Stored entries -
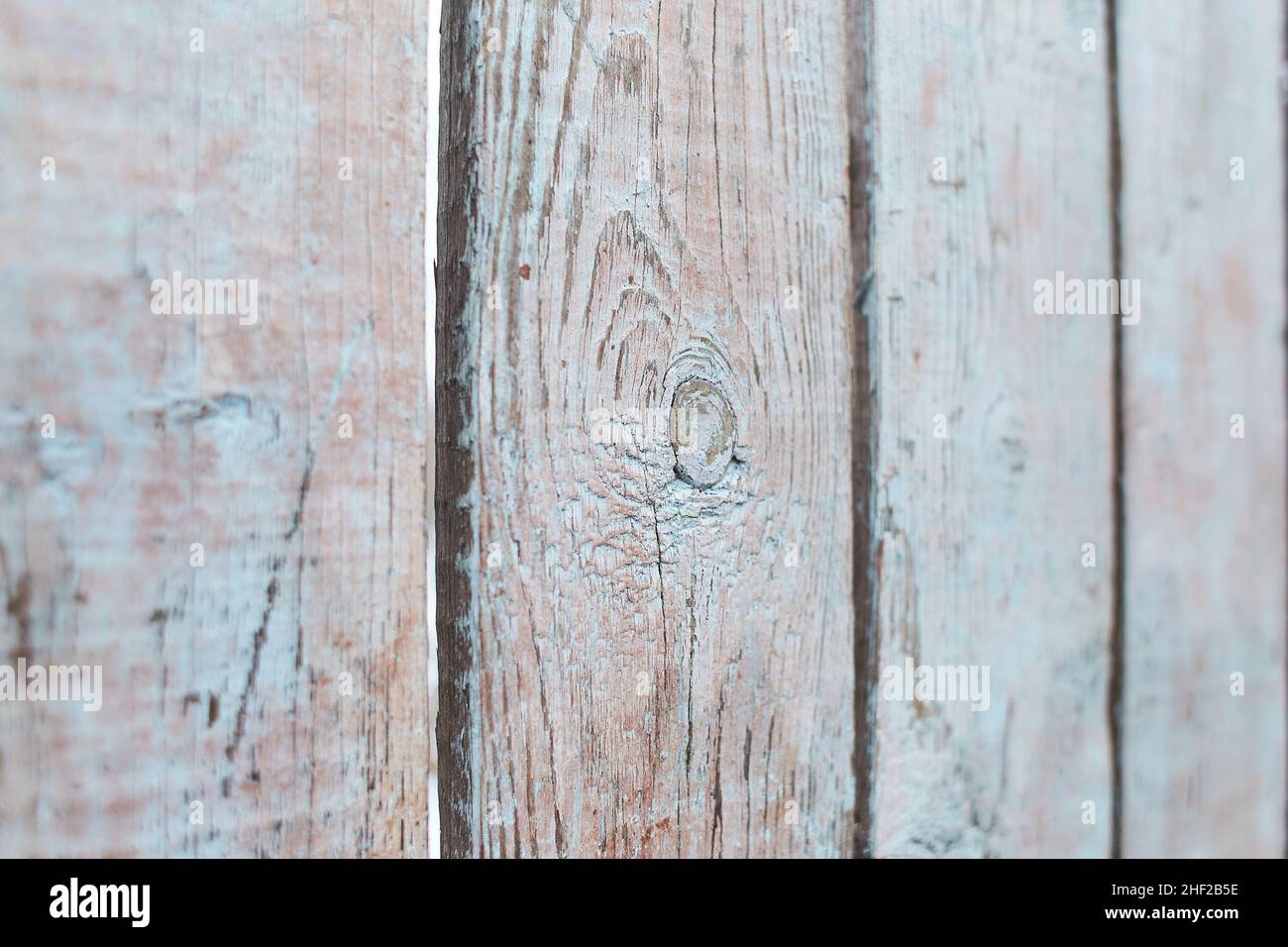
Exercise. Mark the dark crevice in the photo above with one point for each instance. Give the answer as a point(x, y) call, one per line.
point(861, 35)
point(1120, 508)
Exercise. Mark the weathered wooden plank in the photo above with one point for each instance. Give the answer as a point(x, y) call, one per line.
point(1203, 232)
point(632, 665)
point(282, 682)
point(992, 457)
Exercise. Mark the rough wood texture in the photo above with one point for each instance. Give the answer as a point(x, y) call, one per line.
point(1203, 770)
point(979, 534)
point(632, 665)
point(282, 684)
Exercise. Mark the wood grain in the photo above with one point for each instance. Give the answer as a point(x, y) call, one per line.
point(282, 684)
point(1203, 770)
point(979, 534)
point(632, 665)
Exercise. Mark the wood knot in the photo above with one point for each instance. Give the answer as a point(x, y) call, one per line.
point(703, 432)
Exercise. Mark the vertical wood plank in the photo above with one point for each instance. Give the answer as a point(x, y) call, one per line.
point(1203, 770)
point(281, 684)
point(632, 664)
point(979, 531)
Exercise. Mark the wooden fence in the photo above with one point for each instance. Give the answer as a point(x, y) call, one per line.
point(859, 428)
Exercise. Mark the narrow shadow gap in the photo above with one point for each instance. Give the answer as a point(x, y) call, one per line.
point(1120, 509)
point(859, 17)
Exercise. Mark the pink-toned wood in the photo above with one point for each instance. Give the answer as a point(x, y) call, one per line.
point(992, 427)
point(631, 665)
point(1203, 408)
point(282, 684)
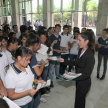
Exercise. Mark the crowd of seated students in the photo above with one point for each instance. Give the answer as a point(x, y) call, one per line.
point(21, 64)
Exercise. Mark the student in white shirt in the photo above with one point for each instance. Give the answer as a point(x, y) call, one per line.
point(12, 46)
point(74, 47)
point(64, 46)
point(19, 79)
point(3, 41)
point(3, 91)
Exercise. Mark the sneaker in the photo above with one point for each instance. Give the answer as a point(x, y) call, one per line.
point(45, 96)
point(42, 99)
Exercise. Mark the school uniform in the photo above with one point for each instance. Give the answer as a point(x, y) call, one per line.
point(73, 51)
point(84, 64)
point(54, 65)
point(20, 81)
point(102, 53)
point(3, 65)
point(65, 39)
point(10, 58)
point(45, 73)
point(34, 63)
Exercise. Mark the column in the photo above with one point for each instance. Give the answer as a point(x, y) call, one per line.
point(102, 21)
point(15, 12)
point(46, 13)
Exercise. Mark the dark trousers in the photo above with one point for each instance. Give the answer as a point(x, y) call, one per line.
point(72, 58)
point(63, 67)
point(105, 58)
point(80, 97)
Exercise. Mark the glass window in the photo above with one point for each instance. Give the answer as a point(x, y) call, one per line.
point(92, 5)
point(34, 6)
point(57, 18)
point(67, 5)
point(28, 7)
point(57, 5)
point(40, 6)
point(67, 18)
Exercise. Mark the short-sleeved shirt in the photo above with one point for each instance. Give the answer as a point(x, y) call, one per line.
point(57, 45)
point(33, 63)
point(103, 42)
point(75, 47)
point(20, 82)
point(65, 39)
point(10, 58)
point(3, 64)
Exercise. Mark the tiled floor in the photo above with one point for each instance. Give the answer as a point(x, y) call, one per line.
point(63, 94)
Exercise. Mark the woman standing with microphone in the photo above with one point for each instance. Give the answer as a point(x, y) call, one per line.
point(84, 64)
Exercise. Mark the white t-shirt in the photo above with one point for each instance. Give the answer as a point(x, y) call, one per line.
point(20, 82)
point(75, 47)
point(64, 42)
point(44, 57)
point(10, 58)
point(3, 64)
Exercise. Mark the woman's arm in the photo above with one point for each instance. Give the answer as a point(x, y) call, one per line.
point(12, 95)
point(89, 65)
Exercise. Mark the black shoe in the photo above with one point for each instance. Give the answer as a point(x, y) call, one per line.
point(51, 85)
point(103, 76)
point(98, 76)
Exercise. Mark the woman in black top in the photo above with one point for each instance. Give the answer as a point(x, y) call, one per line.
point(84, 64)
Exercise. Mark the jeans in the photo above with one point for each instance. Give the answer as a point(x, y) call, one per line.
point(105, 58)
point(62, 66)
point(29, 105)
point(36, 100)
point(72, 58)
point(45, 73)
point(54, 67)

About this exercise - Output the line holding "Exercise. Mark the woman in", then every later line through the end of the records above, exactly as given and nothing else.

Worked solution -
Exercise. Mark the woman in black top in the photo above with one point for each instance. Give the answer as a point(x, y) call, one per line.
point(84, 64)
Exercise. Mark the jeans in the photo above with one point for each instance. Give the answer as a point(x, y) call, one per line.
point(105, 58)
point(62, 66)
point(29, 105)
point(36, 100)
point(72, 58)
point(45, 73)
point(54, 67)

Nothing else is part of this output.